> WHAT TO DO
A – Repeat, word for word, the passage of the ventilation article below from "Achieving this objective, while" to "energy-efficient ventilation systems.".
B – Write the next part of the article below on fresh air flow and energy efficiency, picking up after its final sentence.

> EXTRACT PROVIDED

○ ○ ○

Engineering the future: Maximising fresh air flow while optimising energy efficiency

Indoor air quality is a critical factor in ensuring the health, well-being, cognitive performance and productivity of building occupants. The COVID-19 pandemic highlighted the importance of maximising fresh air flow, while minimising recirculation, to prevent the spread of airborne particles.

Achieving this objective, while pursuing the goals of maximum energy efficiency and low carbon emissions, requires a fresh approach to the design and implementation of smart and customised energy-efficient ventilation systems.

Building regulations, codes, and standards, such as LEED, WELL, BREEAM and NABERS, have recognised the significance of indoor air quality and established minimum requirements for fresh air intake. These not only provide guidance for the occupants to have access to clean and healthy air, but also promote energy efficiency.

Various types of ventilation systems can be employed to facilitate the circulation of fresh air within buildings. Passive, active and hybrid systems offer different approaches to achieve this goal.

Passive ventilation strategies leverage natural forces, such as wind and temperature differences, to drive air movement without relying on energy-intensive mechanical systems. Techniques like natural cross-ventilation or stack ventilation make use of strategic building design and layout to facilitate the natural flow of air.

These strategies, when complemented by solar shading and thermal mass, not only mitigate the risk of overheating but also reduce the need for mechanical cooling systems, resulting in significant energy, carbon savings and improved sustainability.

To achieve the optimal balance between maximising fresh air flow, minimising energy use and carbon emissions, a holistic approach is crucial

While passive ventilation is highly desirable, it is important to acknowledge that it might not be suitable for all buildings, locations, or climates. Modern office buildings, for instance, often feature sealed openings due to architectural considerations or noise pollution concerns from nearby busy roads.

In such cases, a combination of passive and mechanical ventilation systems may be necessary to achieve optimal indoor air quality and energy efficiency. Integrating passive and active measures in a hybrid system allows for efficient fresh air intake, especially during cold seasons when a purely natural ventilation system would require additional energy for heating.

○ ○ ○

> RECORD EXTRACTS
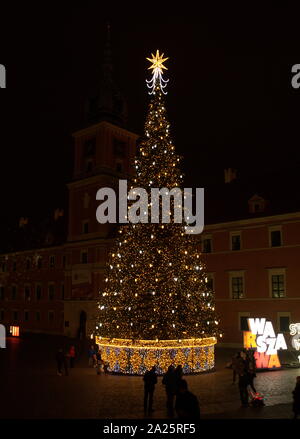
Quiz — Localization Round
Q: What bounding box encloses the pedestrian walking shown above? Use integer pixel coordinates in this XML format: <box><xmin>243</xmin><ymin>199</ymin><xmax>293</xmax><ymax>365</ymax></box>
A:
<box><xmin>245</xmin><ymin>351</ymin><xmax>257</xmax><ymax>396</ymax></box>
<box><xmin>175</xmin><ymin>379</ymin><xmax>200</xmax><ymax>419</ymax></box>
<box><xmin>162</xmin><ymin>365</ymin><xmax>177</xmax><ymax>416</ymax></box>
<box><xmin>69</xmin><ymin>345</ymin><xmax>76</xmax><ymax>369</ymax></box>
<box><xmin>96</xmin><ymin>350</ymin><xmax>103</xmax><ymax>375</ymax></box>
<box><xmin>56</xmin><ymin>349</ymin><xmax>64</xmax><ymax>376</ymax></box>
<box><xmin>88</xmin><ymin>345</ymin><xmax>96</xmax><ymax>367</ymax></box>
<box><xmin>237</xmin><ymin>353</ymin><xmax>249</xmax><ymax>407</ymax></box>
<box><xmin>174</xmin><ymin>364</ymin><xmax>183</xmax><ymax>393</ymax></box>
<box><xmin>292</xmin><ymin>376</ymin><xmax>300</xmax><ymax>419</ymax></box>
<box><xmin>231</xmin><ymin>352</ymin><xmax>241</xmax><ymax>384</ymax></box>
<box><xmin>56</xmin><ymin>349</ymin><xmax>69</xmax><ymax>376</ymax></box>
<box><xmin>143</xmin><ymin>366</ymin><xmax>157</xmax><ymax>413</ymax></box>
<box><xmin>63</xmin><ymin>352</ymin><xmax>69</xmax><ymax>376</ymax></box>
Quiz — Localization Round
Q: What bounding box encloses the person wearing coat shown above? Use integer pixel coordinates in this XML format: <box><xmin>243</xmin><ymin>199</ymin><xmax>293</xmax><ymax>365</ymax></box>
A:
<box><xmin>69</xmin><ymin>345</ymin><xmax>76</xmax><ymax>369</ymax></box>
<box><xmin>162</xmin><ymin>365</ymin><xmax>176</xmax><ymax>415</ymax></box>
<box><xmin>143</xmin><ymin>366</ymin><xmax>157</xmax><ymax>412</ymax></box>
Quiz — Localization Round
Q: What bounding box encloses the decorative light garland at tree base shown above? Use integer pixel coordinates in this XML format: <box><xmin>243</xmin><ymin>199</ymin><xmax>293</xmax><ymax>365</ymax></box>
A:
<box><xmin>95</xmin><ymin>336</ymin><xmax>217</xmax><ymax>375</ymax></box>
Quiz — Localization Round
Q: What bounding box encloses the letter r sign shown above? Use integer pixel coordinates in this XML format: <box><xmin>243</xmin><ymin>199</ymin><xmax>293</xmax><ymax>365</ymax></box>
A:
<box><xmin>0</xmin><ymin>325</ymin><xmax>6</xmax><ymax>349</ymax></box>
<box><xmin>0</xmin><ymin>64</ymin><xmax>6</xmax><ymax>88</ymax></box>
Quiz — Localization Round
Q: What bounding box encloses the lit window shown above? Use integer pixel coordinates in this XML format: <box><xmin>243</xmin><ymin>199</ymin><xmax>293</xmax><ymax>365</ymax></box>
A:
<box><xmin>270</xmin><ymin>230</ymin><xmax>282</xmax><ymax>247</ymax></box>
<box><xmin>48</xmin><ymin>284</ymin><xmax>55</xmax><ymax>300</ymax></box>
<box><xmin>49</xmin><ymin>256</ymin><xmax>55</xmax><ymax>268</ymax></box>
<box><xmin>82</xmin><ymin>221</ymin><xmax>89</xmax><ymax>233</ymax></box>
<box><xmin>48</xmin><ymin>311</ymin><xmax>54</xmax><ymax>322</ymax></box>
<box><xmin>272</xmin><ymin>274</ymin><xmax>285</xmax><ymax>298</ymax></box>
<box><xmin>24</xmin><ymin>285</ymin><xmax>30</xmax><ymax>300</ymax></box>
<box><xmin>229</xmin><ymin>271</ymin><xmax>245</xmax><ymax>299</ymax></box>
<box><xmin>81</xmin><ymin>251</ymin><xmax>88</xmax><ymax>264</ymax></box>
<box><xmin>11</xmin><ymin>285</ymin><xmax>17</xmax><ymax>300</ymax></box>
<box><xmin>35</xmin><ymin>285</ymin><xmax>42</xmax><ymax>300</ymax></box>
<box><xmin>231</xmin><ymin>233</ymin><xmax>241</xmax><ymax>251</ymax></box>
<box><xmin>231</xmin><ymin>276</ymin><xmax>244</xmax><ymax>299</ymax></box>
<box><xmin>202</xmin><ymin>238</ymin><xmax>212</xmax><ymax>253</ymax></box>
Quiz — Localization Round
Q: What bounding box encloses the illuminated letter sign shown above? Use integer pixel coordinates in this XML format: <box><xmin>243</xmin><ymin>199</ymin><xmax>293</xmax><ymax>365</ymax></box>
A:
<box><xmin>290</xmin><ymin>323</ymin><xmax>300</xmax><ymax>362</ymax></box>
<box><xmin>244</xmin><ymin>318</ymin><xmax>288</xmax><ymax>369</ymax></box>
<box><xmin>0</xmin><ymin>325</ymin><xmax>6</xmax><ymax>349</ymax></box>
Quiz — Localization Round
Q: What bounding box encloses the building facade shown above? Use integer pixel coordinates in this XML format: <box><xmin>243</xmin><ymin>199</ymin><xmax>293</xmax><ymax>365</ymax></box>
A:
<box><xmin>201</xmin><ymin>211</ymin><xmax>300</xmax><ymax>347</ymax></box>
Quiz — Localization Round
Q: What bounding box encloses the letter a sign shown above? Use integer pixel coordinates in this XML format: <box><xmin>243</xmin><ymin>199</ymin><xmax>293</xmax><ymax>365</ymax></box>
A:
<box><xmin>244</xmin><ymin>318</ymin><xmax>287</xmax><ymax>369</ymax></box>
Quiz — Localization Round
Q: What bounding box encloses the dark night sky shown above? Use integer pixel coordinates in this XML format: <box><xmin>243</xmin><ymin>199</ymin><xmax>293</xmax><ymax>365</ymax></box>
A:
<box><xmin>0</xmin><ymin>6</ymin><xmax>300</xmax><ymax>225</ymax></box>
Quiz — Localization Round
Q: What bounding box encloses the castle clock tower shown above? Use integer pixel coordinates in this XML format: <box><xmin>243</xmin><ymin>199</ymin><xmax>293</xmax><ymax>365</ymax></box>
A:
<box><xmin>64</xmin><ymin>27</ymin><xmax>139</xmax><ymax>337</ymax></box>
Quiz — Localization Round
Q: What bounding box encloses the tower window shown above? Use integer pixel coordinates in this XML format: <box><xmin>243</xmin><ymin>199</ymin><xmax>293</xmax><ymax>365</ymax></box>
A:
<box><xmin>48</xmin><ymin>311</ymin><xmax>54</xmax><ymax>322</ymax></box>
<box><xmin>116</xmin><ymin>162</ymin><xmax>123</xmax><ymax>173</ymax></box>
<box><xmin>82</xmin><ymin>221</ymin><xmax>89</xmax><ymax>233</ymax></box>
<box><xmin>271</xmin><ymin>230</ymin><xmax>282</xmax><ymax>247</ymax></box>
<box><xmin>24</xmin><ymin>285</ymin><xmax>30</xmax><ymax>300</ymax></box>
<box><xmin>83</xmin><ymin>137</ymin><xmax>96</xmax><ymax>157</ymax></box>
<box><xmin>202</xmin><ymin>238</ymin><xmax>212</xmax><ymax>253</ymax></box>
<box><xmin>114</xmin><ymin>139</ymin><xmax>126</xmax><ymax>157</ymax></box>
<box><xmin>81</xmin><ymin>251</ymin><xmax>88</xmax><ymax>264</ymax></box>
<box><xmin>37</xmin><ymin>256</ymin><xmax>42</xmax><ymax>269</ymax></box>
<box><xmin>11</xmin><ymin>285</ymin><xmax>17</xmax><ymax>300</ymax></box>
<box><xmin>49</xmin><ymin>256</ymin><xmax>55</xmax><ymax>268</ymax></box>
<box><xmin>231</xmin><ymin>233</ymin><xmax>241</xmax><ymax>251</ymax></box>
<box><xmin>85</xmin><ymin>159</ymin><xmax>93</xmax><ymax>172</ymax></box>
<box><xmin>35</xmin><ymin>285</ymin><xmax>42</xmax><ymax>300</ymax></box>
<box><xmin>272</xmin><ymin>274</ymin><xmax>285</xmax><ymax>298</ymax></box>
<box><xmin>48</xmin><ymin>284</ymin><xmax>55</xmax><ymax>300</ymax></box>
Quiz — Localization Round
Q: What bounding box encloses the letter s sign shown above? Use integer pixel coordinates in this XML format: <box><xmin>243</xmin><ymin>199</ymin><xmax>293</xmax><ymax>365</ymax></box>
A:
<box><xmin>0</xmin><ymin>325</ymin><xmax>6</xmax><ymax>349</ymax></box>
<box><xmin>291</xmin><ymin>64</ymin><xmax>300</xmax><ymax>88</ymax></box>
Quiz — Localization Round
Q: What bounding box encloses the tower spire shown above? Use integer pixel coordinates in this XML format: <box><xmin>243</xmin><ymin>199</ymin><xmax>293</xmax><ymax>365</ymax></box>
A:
<box><xmin>87</xmin><ymin>22</ymin><xmax>127</xmax><ymax>126</ymax></box>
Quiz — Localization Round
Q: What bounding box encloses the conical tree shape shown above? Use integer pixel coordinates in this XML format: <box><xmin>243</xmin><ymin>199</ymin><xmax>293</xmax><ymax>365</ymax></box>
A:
<box><xmin>96</xmin><ymin>77</ymin><xmax>219</xmax><ymax>340</ymax></box>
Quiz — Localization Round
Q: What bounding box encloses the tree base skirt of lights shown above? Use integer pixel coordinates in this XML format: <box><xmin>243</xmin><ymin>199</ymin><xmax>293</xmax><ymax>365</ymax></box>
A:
<box><xmin>95</xmin><ymin>336</ymin><xmax>217</xmax><ymax>375</ymax></box>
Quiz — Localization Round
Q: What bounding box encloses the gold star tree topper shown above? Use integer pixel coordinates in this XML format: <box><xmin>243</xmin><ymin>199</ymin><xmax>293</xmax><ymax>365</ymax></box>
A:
<box><xmin>147</xmin><ymin>50</ymin><xmax>169</xmax><ymax>74</ymax></box>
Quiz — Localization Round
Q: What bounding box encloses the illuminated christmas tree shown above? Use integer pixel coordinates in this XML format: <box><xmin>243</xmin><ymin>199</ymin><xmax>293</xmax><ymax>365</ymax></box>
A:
<box><xmin>96</xmin><ymin>51</ymin><xmax>220</xmax><ymax>373</ymax></box>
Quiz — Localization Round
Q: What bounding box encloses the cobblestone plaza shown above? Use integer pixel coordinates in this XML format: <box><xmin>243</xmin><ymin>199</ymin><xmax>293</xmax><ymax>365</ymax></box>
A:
<box><xmin>0</xmin><ymin>336</ymin><xmax>300</xmax><ymax>419</ymax></box>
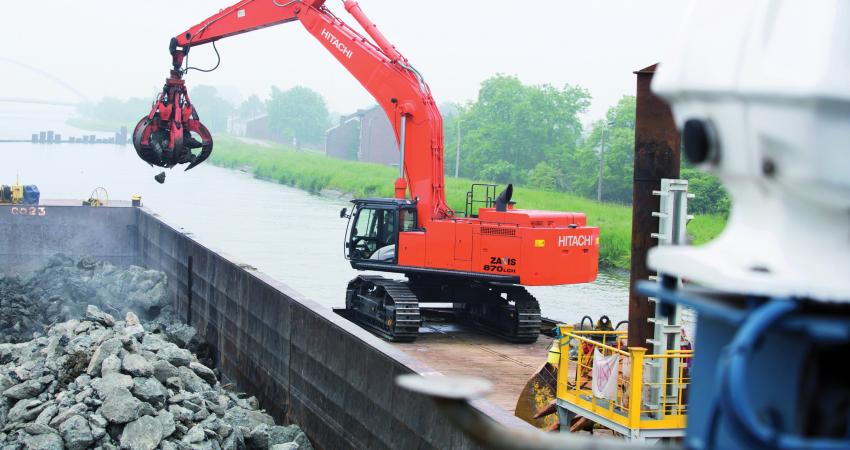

○ ○ ○

> ANSWERS FOR EACH ITEM
A –
Achieving this objective, while pursuing the goals of maximum energy efficiency and low carbon emissions, requires a fresh approach to the design and implementation of smart and customised energy-efficient ventilation systems.

B –
Also, understanding the air quality of the surrounding and the indoor air pollution levels is crucial to make informed design decisions to ensure that fresh air intake does not compromise indoor air quality. Measures such as air filtration and pollutant control may be integrated into ventilation systems to ensure the delivery of clean and fresh air to building occupants.

All active mechanical ventilation systems require energy to operate, making it important to balance the benefits of fresh air with energy consumption. High-efficiency fans reduce energy consumption, utilising heat recovery systems allows for the transfer of heat between outgoing and incoming air streams, minimising energy waste.

Also, it is essential to inform building users about the operation and benefits of the ventilation systems to encourage responsible usage and maintenance.

Considering ventilation requirements at the early stages of design allows for thoughtful integration into the building’s overall design

Intelligent controls and monitoring technologies that adapt ventilation system operation based on occupancy and indoor air quality optimise both well-being and energy performance. These systems can provide real-time data on indoor air quality, occupancy levels, and system performance, enabling proactive adjustments and ensuring that ventilation systems operate at their highest potential. Inspections and regular maintenance are necessary to identify and rectify any issues promptly and will proactively reduce risk of issues arising in the future, reducing costs.

Whilst optimising the energy efficiency in operation, it is essential to acknowledge that mechanical systems, including ventilation equipment and air distribution systems have a significant impact on the whole life carbon footprint of buildings. Striving for higher operational efficiency can result in a substantial increase in embodied carbon and the overall carbon footprint of the project.

Therefore, embracing the principle of “less is more” and prioritising simplicity is key to ensuring the effectiveness of ventilation systems. Designing streamlined, user-friendly systems ensures that they are easy to understand and minimise operational inefficiencies and maintenance requirements.

Considering ventilation requirements at the early stages of design allows for thoughtful integration into the building’s overall design and ensures that energy efficiency, a low carbon design and indoor air quality are prioritised. To achieve the optimal balance between maximising fresh air flow, minimising energy use and carbon emissions, a holistic approach is crucial.

Architects, designers, and building services engineers should collaborate closely to integrate passive and active ventilation strategies seamlessly, considering future resilience. This collaborative effort, along with effective communication among professionals, building owners and occupants, is essential in creating and maintaining spaces that prioritise both the health and well-being of people, as well as the environment.